| Problem 1 |
Copy everything from "Yesterday the Supreme" down to "they were enacted." in the commentary on Marrama v. Citizens Bank of Massachusetts below.

| Reading text |

*****

Marrama v. Citizens Bank of Massachusetts:

Yesterday the Supreme Court decided Marrama v. Citizens Bank of Massachusetts. The issue was whether an individual debtor has an absolute right to convert his case from Chapter 7 to Chapter 13, or whether the Bankruptcy Judge has the power to deny the conversion if it was in “bad faith” and therefore would be an abuse of the bankruptcy process. The Court held 5-4 with Stevens writing that the conversion could be denied, with Alito writing a dissent.

My view is that the Court reached the right result, but turned what should have been an easy case into a much more difficult and close case than it should have been, and in so doing, wrote an unnecessarily confused opinion. The problems with the opinions in the case arise from a failure to fully consider the policy and context of the key statutory provisions in the case and the legislative context in which they were enacted.

Even after reading the briefs awhile back and the opinion a couple of times, I confess that the precise timeline of the facts in the case are a bit murky to me. But the precise timing is not as important as the debtor’s basic behavior in the case. As I understand it, sometime before filing his initial bankruptcy case Marrama transferred his sole asset of value, a home in Maine, into a self-settled trust, and then on his schedules he declared that the value of his interest in the trust was zero. This wasn’t Marrama’s only willful misrepresentation in the case, as Stevens notes, but the biggest one. At his 341 hearing, the trustee told Marrama that he intended to recover the Maine property as property of the estate (and presumably would seek to deny his discharge as well). Marrama chalked up the omission to a “scrivener’s error” to which the Bankruptcy Judge later ruled that there is no “Oops” defense to the concealment of assets in bankruptcy.

*****

| Working data |
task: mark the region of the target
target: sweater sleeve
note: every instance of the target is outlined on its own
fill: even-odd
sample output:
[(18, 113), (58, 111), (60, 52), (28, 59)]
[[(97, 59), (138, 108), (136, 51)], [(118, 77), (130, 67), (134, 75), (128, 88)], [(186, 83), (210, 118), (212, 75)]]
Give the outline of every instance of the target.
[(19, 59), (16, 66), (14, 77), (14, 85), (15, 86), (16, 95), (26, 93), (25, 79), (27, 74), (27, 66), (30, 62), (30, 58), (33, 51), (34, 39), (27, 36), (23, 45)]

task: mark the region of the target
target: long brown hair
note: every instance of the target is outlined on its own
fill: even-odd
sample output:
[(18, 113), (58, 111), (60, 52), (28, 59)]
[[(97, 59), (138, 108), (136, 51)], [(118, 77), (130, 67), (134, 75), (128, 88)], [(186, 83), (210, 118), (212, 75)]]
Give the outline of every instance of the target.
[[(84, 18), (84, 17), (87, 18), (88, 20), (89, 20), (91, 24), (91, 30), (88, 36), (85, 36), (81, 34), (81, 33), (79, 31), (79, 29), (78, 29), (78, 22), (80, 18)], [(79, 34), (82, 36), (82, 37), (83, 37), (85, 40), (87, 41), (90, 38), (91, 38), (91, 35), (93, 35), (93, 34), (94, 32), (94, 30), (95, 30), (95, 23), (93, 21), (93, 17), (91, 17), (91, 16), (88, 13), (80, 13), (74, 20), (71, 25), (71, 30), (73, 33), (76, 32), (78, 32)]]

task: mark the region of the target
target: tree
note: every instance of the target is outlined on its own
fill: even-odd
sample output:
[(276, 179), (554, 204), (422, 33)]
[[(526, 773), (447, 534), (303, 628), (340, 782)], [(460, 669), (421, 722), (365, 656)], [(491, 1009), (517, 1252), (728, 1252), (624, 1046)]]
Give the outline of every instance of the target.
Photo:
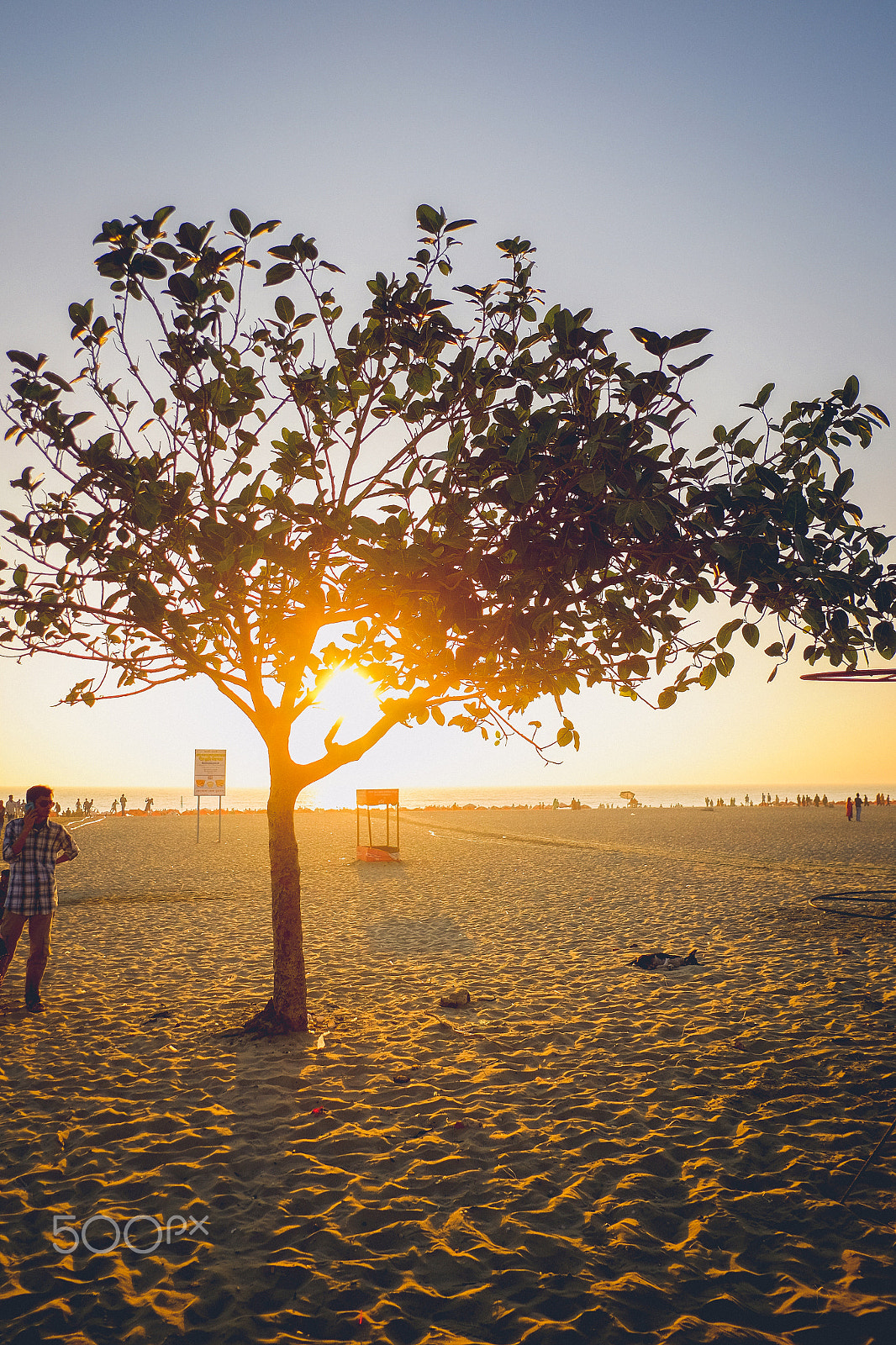
[[(522, 716), (548, 695), (557, 744), (578, 746), (566, 693), (607, 682), (634, 699), (678, 664), (667, 707), (728, 677), (733, 633), (755, 646), (766, 613), (776, 659), (786, 624), (810, 662), (896, 651), (889, 538), (861, 525), (838, 460), (887, 424), (854, 378), (776, 422), (770, 383), (694, 455), (682, 385), (710, 356), (673, 360), (708, 331), (634, 327), (652, 356), (634, 369), (589, 308), (544, 304), (526, 239), (498, 243), (499, 278), (440, 297), (474, 221), (421, 206), (412, 269), (367, 281), (352, 323), (313, 238), (269, 247), (261, 285), (252, 252), (278, 221), (231, 210), (217, 239), (211, 222), (172, 231), (172, 210), (102, 226), (112, 316), (70, 305), (71, 382), (8, 352), (7, 438), (48, 475), (26, 468), (24, 508), (3, 515), (17, 555), (0, 642), (98, 662), (70, 702), (203, 675), (256, 725), (272, 1029), (307, 1026), (296, 799), (393, 725), (448, 709), (544, 752)], [(717, 596), (743, 616), (712, 638), (689, 613)], [(346, 742), (334, 724), (319, 759), (295, 761), (293, 725), (340, 666), (375, 681), (379, 718)]]

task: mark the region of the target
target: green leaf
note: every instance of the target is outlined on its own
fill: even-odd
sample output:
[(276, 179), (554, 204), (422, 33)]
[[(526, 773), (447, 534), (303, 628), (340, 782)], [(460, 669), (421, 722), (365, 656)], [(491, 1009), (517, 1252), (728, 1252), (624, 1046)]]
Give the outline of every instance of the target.
[(712, 327), (694, 327), (693, 331), (678, 332), (677, 336), (669, 338), (669, 350), (681, 350), (682, 346), (698, 346), (701, 340), (705, 340), (712, 331)]
[(265, 285), (283, 285), (285, 280), (291, 280), (296, 274), (296, 268), (289, 262), (281, 261), (276, 266), (270, 266), (265, 277)]
[(519, 472), (518, 476), (511, 476), (507, 480), (507, 494), (518, 504), (525, 504), (526, 500), (530, 500), (537, 488), (538, 477), (534, 472)]
[(429, 364), (412, 364), (408, 370), (408, 387), (421, 397), (428, 397), (432, 391), (435, 378), (436, 375)]
[(844, 402), (846, 406), (853, 406), (858, 399), (858, 379), (854, 374), (850, 374), (844, 383)]
[(740, 617), (737, 617), (735, 621), (725, 621), (725, 624), (718, 631), (718, 635), (716, 636), (716, 644), (718, 646), (720, 650), (724, 650), (726, 644), (731, 644), (732, 635), (735, 633), (735, 631), (740, 629), (743, 624), (744, 623)]
[(510, 463), (514, 464), (514, 467), (518, 467), (527, 452), (529, 452), (529, 430), (525, 429), (522, 434), (517, 434), (517, 437), (510, 441), (510, 444), (505, 449), (505, 456)]
[(445, 223), (444, 210), (433, 210), (432, 206), (417, 206), (417, 223), (428, 234), (437, 234)]

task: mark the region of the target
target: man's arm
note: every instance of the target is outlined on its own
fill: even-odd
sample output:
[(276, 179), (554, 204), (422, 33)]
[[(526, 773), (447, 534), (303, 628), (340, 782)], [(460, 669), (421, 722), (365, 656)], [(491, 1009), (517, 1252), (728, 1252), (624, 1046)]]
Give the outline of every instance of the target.
[(34, 823), (35, 823), (34, 812), (26, 812), (24, 819), (22, 822), (22, 830), (19, 831), (19, 835), (15, 838), (12, 843), (9, 843), (9, 827), (7, 827), (7, 834), (3, 838), (3, 858), (7, 862), (12, 862), (12, 859), (19, 858), (22, 850), (24, 849), (24, 843), (31, 834)]
[(67, 863), (69, 859), (77, 859), (81, 851), (74, 842), (74, 838), (66, 831), (63, 826), (59, 827), (62, 831), (62, 843), (65, 849), (57, 855), (57, 863)]

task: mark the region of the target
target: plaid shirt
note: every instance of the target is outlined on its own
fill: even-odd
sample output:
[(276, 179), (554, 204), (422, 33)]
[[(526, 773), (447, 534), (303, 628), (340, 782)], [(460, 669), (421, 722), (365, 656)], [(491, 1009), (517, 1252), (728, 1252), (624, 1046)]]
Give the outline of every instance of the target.
[(59, 904), (57, 855), (67, 854), (74, 859), (78, 846), (63, 826), (48, 819), (31, 829), (22, 853), (13, 855), (12, 846), (23, 826), (24, 818), (13, 818), (3, 833), (3, 858), (9, 863), (5, 909), (19, 916), (48, 916)]

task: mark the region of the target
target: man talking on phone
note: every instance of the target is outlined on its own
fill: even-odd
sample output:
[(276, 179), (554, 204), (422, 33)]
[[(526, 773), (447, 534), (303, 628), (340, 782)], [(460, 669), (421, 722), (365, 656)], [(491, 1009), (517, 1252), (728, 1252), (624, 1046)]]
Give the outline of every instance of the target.
[[(50, 960), (50, 931), (59, 904), (57, 865), (74, 859), (78, 846), (59, 822), (51, 822), (52, 790), (32, 784), (26, 794), (26, 814), (7, 822), (3, 858), (9, 865), (9, 888), (0, 920), (0, 985), (7, 974), (28, 921), (28, 962), (26, 966), (26, 1009), (44, 1007), (40, 979)], [(5, 946), (5, 947), (4, 947)]]

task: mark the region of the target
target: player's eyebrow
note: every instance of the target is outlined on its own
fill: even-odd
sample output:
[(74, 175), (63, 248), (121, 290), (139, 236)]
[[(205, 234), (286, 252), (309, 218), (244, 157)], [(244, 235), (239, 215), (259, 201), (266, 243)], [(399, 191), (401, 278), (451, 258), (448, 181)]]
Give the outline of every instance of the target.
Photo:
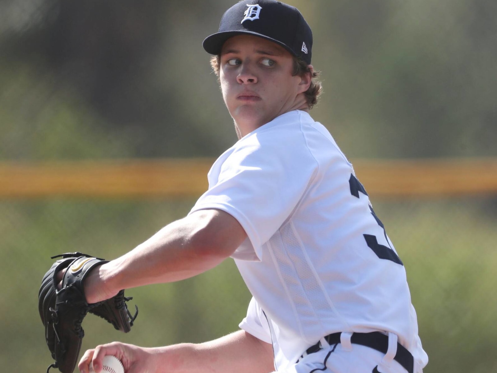
[[(240, 53), (240, 51), (238, 49), (227, 49), (225, 51), (223, 51), (221, 52), (221, 54), (229, 54), (230, 53), (236, 54)], [(255, 53), (257, 54), (266, 55), (267, 56), (281, 56), (283, 54), (283, 52), (280, 52), (277, 49), (257, 49), (255, 50)]]

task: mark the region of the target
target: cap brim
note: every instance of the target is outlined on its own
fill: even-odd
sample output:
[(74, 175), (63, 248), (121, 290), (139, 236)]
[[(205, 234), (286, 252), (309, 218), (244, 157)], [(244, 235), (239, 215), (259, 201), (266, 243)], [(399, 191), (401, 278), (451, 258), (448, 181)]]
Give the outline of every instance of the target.
[(282, 47), (286, 49), (288, 52), (289, 52), (292, 55), (296, 57), (298, 56), (298, 55), (295, 53), (295, 52), (292, 51), (291, 49), (287, 45), (278, 41), (272, 38), (268, 37), (262, 34), (259, 34), (257, 32), (254, 32), (251, 31), (222, 31), (221, 32), (216, 32), (215, 34), (213, 34), (212, 35), (207, 36), (203, 42), (202, 43), (202, 46), (204, 47), (204, 49), (208, 53), (210, 54), (212, 54), (214, 55), (217, 55), (221, 54), (221, 50), (223, 48), (223, 45), (224, 44), (225, 42), (228, 39), (233, 36), (236, 36), (237, 35), (251, 35), (254, 36), (258, 36), (259, 37), (262, 38), (263, 39), (265, 39), (266, 40), (269, 40), (273, 43), (276, 43), (278, 45), (281, 45)]

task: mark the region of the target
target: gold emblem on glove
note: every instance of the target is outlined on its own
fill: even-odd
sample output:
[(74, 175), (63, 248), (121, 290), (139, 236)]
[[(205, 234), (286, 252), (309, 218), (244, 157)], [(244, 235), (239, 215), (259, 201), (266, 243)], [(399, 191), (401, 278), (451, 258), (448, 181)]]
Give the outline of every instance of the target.
[(84, 266), (86, 263), (87, 263), (89, 261), (91, 260), (93, 258), (86, 258), (83, 259), (79, 264), (78, 264), (78, 261), (76, 263), (74, 263), (72, 266), (71, 266), (71, 272), (73, 273), (77, 272), (78, 271), (81, 270), (83, 266)]

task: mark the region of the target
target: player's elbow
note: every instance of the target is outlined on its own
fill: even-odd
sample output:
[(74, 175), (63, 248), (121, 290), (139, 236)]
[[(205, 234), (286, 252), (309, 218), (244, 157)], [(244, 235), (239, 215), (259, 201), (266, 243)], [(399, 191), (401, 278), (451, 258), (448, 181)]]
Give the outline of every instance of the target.
[(229, 257), (247, 237), (238, 221), (220, 210), (200, 210), (186, 219), (190, 226), (189, 245), (206, 259)]

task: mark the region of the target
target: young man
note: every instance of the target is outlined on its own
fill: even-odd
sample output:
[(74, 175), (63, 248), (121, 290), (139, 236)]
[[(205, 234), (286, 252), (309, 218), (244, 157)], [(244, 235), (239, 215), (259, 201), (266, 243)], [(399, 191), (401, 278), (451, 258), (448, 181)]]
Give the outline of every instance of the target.
[(295, 8), (244, 0), (204, 48), (215, 57), (239, 141), (208, 175), (185, 218), (92, 272), (87, 300), (176, 281), (233, 258), (253, 295), (241, 329), (199, 344), (114, 342), (79, 364), (126, 373), (420, 373), (402, 262), (352, 165), (309, 114), (320, 86), (311, 29)]

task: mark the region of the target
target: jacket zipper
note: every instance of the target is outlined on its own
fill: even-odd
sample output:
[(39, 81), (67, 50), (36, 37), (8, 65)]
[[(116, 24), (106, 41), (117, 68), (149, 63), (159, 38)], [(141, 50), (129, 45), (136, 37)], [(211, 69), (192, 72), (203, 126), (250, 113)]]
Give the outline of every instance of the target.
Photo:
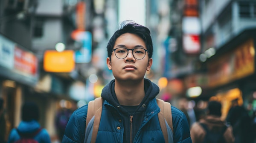
[(131, 123), (131, 129), (130, 129), (131, 130), (131, 132), (130, 133), (130, 134), (131, 136), (131, 143), (132, 143), (132, 141), (131, 141), (131, 127), (132, 127), (132, 118), (133, 117), (133, 116), (130, 116), (130, 123)]

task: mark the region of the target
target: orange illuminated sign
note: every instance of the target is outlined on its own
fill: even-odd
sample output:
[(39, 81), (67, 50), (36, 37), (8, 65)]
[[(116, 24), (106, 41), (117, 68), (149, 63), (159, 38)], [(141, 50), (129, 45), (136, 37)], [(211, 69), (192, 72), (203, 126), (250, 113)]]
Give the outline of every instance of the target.
[(215, 87), (253, 74), (254, 45), (253, 40), (250, 39), (230, 53), (209, 63), (209, 86)]
[(46, 51), (44, 57), (44, 69), (47, 72), (71, 72), (75, 66), (74, 55), (73, 50)]

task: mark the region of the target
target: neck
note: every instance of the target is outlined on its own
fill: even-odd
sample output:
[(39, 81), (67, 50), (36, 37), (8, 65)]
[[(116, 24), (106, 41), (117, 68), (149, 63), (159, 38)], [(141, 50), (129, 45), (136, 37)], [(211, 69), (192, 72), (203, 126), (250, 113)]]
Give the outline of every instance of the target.
[(139, 105), (145, 95), (144, 80), (131, 83), (116, 80), (115, 92), (120, 105)]

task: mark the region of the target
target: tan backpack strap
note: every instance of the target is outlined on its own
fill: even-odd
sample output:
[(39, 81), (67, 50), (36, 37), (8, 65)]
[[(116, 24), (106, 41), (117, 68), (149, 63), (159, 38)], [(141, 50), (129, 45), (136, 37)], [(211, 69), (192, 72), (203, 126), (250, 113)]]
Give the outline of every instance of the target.
[(168, 123), (168, 125), (169, 125), (169, 126), (170, 126), (173, 132), (171, 104), (169, 103), (164, 102), (163, 100), (160, 99), (157, 99), (157, 103), (160, 108), (160, 112), (158, 114), (160, 126), (161, 126), (161, 129), (163, 134), (165, 142), (168, 143), (168, 135), (167, 129), (164, 119), (165, 118)]
[(94, 100), (90, 101), (88, 104), (87, 111), (87, 117), (86, 117), (86, 125), (85, 130), (87, 128), (88, 123), (93, 117), (94, 117), (93, 134), (92, 135), (91, 143), (95, 143), (96, 137), (99, 130), (99, 126), (102, 112), (103, 100), (101, 97), (96, 98)]
[(87, 128), (87, 126), (89, 123), (89, 122), (91, 120), (93, 117), (94, 116), (95, 112), (95, 101), (90, 101), (88, 103), (88, 108), (87, 109), (87, 116), (86, 117), (86, 124), (85, 126), (85, 130)]
[(164, 102), (164, 110), (163, 112), (164, 118), (166, 119), (169, 126), (173, 133), (173, 126), (172, 126), (172, 117), (171, 103), (167, 102)]

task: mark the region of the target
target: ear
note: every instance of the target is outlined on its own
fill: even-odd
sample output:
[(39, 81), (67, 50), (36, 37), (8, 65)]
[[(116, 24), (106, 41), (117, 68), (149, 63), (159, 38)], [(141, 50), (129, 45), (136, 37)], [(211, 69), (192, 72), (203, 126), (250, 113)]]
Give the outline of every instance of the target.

*****

| Problem 2 |
Find each line of the listing above that contains the word "player", and copy those lines.

| Finished answer 1 |
Yesterday the Supreme Court decided Marrama v. Citizens Bank of Massachusetts. The issue was whether an individual debtor has an absolute right to convert his case from Chapter 7 to Chapter 13, or whether the Bankruptcy Judge has the power to deny the conversion if it was in “bad faith” and therefore would be an abuse of the bankruptcy process. The Court held 5-4 with Stevens writing that the conversion could be denied, with Alito writing a dissent.

My view is that the Court reached the right result, but turned what should have been an easy case into a much more difficult and close case than it should have been, and in so doing, wrote an unnecessarily confused opinion. The problems with the opinions in the case arise from a failure to fully consider the policy and context of the key statutory provisions in the case and the legislative context in which they were enacted.

| Finished answer 2 |
target: player's eyebrow
target: player's elbow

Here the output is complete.